Objetivo A:
Según el texto del documento, ¿qué amigo le recomendó al autor comprar discos en realización?

----- Texto del documento

Mi música lejana y el ayer perdido (3)
Edgar Tarazona Angel


Estoy en mis diecinueve años, con trabajo y dinero en el bolsillo y demasiadas ganas por gastarlo. Como la abundancia no fue la constante en el hogar paterno, aunque no nos faltó nada, el deseo por las cosas superfluas me ahogaba pero, al mismo tiempo, me frenaba una cierta sospecha de que las buenas épocas no duran, de manera que deseaba tener toda la música del mundo y, al mismo tiempo, no gastarme inútilmente la plata, la respuesta llegó por boca de uno de mis pocos amigos: Rodrigo Tibaquirá López, de una familia bien pobre y con quien había estudiado toda la secundaria: “ Como a usted no le gusta mucho la música de moda, pues compre discos en realización...” Esa era, por el mismo precio de un LP de moda que estuviera sonando en las emisoras y en todas las casas yo podía comprar cinco, seis y hasta más discos añejos; en especial de música clásica, que tristeza, a lo largo de toda mi existencia descubrí que la música que menos se vende y se encuentra más barata es la de los grandes maestros.

 

Cuando la época de mi entrada en el mundo de los adultos, o sea cuando entré a trabajar a los dieciocho años, con poder adquisitivo pero sin mayoría de edad, en esos años se alcanzaba a los veintiún años, me metí de lleno a jugar billar hasta altas horas de la noche con nicotina hasta los calzoncillos, tiza azul por todas partes, los ojos rojos a causa del humo y la cabeza en otro mundo pos causa de las letras sentimentales de las canciones que molía ( y muelen) todas las máquinas de poner discos en estos sitios. Llegaba a mi habitación, me enjuagaba la boca y me desquitaba de las tristezas que llevaba en la cabeza a causa de los boleros, los tangos y las rancheras con los pocos discos clásicos de mi colección: La quinta y la novena sinfonías de Beethoven, los vals de Strauss; la 40 y 41 de Mozart y una mezcolanza que pretendía ser clásica de un señor Waldo de los Ríos que utilizaban las familias que pretendían presumir de cultas; poco a poco iba agregando acetatos a mi discoteca. Durante mi infancia en Chipaque, durante las ferias y fiestas, salía de la mano de mi abuela o de la sirvienta de la casa llamada Carmen, una indígena chibcha cien por cien, y me entraban mensajes desesperados por todos los poros de madres que se quedan solas porque los hijos marchan a la guerra y se los matan: “ eran cinco hermanos/ ella era una santa... eran cinco héroes..” que dieron la vida por la patria; un a pobreza extrema: “Mantelito blanco/ de la humilde mesa” y unas lejanías las hijuemadres para olvidar a las ingratas: “mil kilómetros he caminado buscando el olvido de un cruel sentimiento...”. En algunos toldos no eran tristezas sino bala física la que tronaba por los parlantes: “Sonaron cuatro balazos, a las dos de la mañana/ lo fui a matar en tus brazos/sabía que allí lo encontraba...” pero al tipo lo pescan y lo meten a la guandoca: “Escaleras de la cárcel, escalón por escalón/ unos suben y otros bajan a ver su resolución...” y la prisión era bien incómoda: “ de piedra a de ser la cama/ de piedra la cabecera...” y en este revuelto tan desmadrado las letras y, de pronto, los mensajes se fueron metiendo en mi psiquis y me acompañaron muchísimos años; aun hoy salgo a caminar y si suena una canción en algún sitio de mi recorrido se me disparan los mecanismos de la añoranza y, mentalmente, empiezo a cantar trozos de canciones, “ yo soy el aventurero, la vida me importa poco/ cuando una mujer me gusta, me gusta a pesar de todo...”.

----------
----- Extractos de datos

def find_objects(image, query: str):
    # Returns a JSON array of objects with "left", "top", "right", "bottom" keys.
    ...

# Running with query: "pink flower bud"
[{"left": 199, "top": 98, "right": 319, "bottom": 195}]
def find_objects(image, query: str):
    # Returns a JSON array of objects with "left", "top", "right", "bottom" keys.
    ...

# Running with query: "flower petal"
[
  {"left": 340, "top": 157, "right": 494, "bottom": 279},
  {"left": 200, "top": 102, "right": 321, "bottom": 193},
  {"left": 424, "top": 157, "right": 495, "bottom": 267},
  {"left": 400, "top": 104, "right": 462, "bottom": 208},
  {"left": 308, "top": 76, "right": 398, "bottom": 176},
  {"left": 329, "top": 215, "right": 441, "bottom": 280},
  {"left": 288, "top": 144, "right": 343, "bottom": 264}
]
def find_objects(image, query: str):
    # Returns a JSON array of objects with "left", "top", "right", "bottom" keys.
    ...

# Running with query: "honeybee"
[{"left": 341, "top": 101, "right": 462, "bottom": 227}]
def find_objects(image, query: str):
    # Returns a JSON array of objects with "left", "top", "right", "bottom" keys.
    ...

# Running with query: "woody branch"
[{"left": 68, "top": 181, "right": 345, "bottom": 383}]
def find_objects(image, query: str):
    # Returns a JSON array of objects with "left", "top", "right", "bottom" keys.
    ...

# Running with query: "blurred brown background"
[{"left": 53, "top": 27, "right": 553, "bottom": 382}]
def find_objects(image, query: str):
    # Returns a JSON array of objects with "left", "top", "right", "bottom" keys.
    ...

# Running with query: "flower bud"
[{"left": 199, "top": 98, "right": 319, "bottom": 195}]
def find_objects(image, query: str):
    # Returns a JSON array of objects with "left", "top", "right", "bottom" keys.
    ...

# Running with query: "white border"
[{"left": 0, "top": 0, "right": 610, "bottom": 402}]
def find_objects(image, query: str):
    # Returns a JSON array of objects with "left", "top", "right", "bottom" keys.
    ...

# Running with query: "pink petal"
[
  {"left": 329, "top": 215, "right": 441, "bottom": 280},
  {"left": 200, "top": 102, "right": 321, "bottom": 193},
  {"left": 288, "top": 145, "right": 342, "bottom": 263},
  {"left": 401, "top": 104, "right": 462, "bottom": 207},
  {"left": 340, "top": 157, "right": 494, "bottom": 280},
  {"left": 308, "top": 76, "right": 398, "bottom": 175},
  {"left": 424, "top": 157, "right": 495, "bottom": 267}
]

----------
----- Extractos de datos

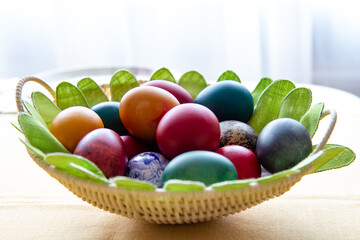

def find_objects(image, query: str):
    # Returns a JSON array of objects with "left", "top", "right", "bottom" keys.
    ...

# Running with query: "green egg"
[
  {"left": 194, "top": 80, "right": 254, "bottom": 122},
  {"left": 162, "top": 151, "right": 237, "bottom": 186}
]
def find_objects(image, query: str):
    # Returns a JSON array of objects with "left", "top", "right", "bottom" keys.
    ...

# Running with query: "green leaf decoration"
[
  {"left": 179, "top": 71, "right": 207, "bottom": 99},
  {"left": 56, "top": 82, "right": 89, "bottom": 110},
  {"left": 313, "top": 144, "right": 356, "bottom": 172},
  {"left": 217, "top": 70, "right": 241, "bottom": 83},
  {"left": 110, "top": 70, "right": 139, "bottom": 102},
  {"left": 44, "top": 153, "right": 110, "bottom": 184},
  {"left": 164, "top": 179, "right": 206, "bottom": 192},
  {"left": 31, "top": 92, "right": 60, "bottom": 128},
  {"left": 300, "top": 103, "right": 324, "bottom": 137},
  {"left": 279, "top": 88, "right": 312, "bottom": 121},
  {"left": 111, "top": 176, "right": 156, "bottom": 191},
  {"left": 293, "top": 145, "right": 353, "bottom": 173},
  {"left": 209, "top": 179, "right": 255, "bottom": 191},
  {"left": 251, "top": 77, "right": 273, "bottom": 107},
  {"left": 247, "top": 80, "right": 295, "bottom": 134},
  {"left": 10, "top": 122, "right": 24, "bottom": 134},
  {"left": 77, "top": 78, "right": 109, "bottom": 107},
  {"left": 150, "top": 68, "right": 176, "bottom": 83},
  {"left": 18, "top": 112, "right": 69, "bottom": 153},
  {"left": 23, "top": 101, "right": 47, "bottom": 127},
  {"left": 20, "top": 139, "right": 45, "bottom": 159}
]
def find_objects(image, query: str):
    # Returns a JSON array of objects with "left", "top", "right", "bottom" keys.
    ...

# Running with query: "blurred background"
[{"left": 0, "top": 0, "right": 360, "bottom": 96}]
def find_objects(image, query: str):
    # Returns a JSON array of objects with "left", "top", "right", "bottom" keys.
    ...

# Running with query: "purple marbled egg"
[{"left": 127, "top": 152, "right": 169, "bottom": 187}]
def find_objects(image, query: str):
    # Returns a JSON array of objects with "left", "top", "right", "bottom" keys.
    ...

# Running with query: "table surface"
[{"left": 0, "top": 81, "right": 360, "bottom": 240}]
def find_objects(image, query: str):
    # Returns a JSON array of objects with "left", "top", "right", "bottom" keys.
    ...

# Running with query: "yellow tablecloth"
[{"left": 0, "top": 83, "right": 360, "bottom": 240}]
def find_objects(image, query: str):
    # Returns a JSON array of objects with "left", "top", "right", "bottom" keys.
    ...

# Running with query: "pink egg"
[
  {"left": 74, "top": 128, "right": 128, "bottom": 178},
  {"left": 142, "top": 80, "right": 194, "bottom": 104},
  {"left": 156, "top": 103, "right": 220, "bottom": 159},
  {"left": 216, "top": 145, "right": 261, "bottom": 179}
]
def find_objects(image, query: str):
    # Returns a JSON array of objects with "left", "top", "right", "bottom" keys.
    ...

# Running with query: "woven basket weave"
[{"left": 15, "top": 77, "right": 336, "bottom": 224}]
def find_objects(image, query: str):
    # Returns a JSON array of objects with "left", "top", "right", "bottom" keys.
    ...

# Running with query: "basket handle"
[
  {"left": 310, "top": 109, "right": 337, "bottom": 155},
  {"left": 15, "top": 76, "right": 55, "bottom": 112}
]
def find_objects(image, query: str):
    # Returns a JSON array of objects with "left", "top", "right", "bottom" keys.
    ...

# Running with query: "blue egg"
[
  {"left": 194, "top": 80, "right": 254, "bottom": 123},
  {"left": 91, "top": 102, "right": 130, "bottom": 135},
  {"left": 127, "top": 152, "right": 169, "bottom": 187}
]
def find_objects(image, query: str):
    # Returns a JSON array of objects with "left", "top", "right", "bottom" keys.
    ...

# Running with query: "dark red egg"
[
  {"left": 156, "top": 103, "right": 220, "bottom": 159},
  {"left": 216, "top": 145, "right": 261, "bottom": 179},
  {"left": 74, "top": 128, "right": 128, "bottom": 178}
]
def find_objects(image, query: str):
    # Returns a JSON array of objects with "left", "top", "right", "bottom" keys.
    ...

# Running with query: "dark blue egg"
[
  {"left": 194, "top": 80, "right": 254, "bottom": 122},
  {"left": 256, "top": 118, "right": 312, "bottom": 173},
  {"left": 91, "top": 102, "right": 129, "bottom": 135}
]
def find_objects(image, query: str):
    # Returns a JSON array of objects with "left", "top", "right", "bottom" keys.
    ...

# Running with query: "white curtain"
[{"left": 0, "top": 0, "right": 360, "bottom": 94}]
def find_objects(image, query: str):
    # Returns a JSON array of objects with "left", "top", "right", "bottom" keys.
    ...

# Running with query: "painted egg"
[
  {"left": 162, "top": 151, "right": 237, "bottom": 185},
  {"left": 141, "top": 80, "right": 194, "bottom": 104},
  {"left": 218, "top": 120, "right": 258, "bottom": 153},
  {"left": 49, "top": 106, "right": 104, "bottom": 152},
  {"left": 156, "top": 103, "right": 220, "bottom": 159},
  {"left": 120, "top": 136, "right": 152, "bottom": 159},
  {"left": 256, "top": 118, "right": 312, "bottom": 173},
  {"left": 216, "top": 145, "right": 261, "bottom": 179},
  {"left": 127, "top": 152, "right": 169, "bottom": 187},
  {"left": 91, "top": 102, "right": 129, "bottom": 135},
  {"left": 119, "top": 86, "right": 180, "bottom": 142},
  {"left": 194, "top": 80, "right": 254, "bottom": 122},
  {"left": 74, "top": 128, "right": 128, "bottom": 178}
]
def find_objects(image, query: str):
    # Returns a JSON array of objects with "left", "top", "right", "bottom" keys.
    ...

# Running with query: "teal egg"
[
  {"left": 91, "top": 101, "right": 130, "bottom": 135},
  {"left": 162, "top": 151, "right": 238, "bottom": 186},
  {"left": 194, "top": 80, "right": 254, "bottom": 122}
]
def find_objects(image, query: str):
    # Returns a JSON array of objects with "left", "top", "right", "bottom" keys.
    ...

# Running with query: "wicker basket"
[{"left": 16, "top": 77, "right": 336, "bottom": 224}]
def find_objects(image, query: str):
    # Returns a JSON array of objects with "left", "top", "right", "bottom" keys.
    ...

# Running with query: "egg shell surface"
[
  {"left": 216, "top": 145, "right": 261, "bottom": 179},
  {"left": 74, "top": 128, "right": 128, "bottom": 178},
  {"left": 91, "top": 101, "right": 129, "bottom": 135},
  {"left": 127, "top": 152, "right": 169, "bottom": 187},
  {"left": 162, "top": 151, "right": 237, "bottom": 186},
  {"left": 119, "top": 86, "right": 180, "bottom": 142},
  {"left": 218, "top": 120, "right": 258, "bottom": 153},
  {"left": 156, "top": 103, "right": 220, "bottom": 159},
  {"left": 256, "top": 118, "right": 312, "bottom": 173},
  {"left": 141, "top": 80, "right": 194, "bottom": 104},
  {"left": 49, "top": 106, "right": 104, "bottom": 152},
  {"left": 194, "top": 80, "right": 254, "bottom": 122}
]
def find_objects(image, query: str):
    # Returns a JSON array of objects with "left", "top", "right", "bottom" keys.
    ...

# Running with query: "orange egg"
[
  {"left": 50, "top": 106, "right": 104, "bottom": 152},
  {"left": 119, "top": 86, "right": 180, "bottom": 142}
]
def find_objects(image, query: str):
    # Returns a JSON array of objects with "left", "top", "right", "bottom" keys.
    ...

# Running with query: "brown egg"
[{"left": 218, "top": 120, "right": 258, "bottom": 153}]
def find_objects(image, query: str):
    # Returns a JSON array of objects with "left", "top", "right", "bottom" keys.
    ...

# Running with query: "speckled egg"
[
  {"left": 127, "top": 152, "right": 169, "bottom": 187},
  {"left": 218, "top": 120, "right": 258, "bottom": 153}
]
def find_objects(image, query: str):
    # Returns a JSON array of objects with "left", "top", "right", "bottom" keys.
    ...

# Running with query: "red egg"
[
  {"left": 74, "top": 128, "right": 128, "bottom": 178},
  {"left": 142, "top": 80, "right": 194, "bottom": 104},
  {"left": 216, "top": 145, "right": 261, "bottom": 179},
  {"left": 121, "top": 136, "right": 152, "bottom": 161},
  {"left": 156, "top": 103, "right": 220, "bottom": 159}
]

----------

Objetivo B:
Por favor, localiza en las entradas de arriba cada línea que contenga la palabra "basket" y cópiala.

Respuesta correcta A:
Rodrigo Tibaquirá López.

Respuesta correcta B:
# Running with query: "woven basket weave"
# Running with query: "basket handle"
# Running with query: "wicker basket"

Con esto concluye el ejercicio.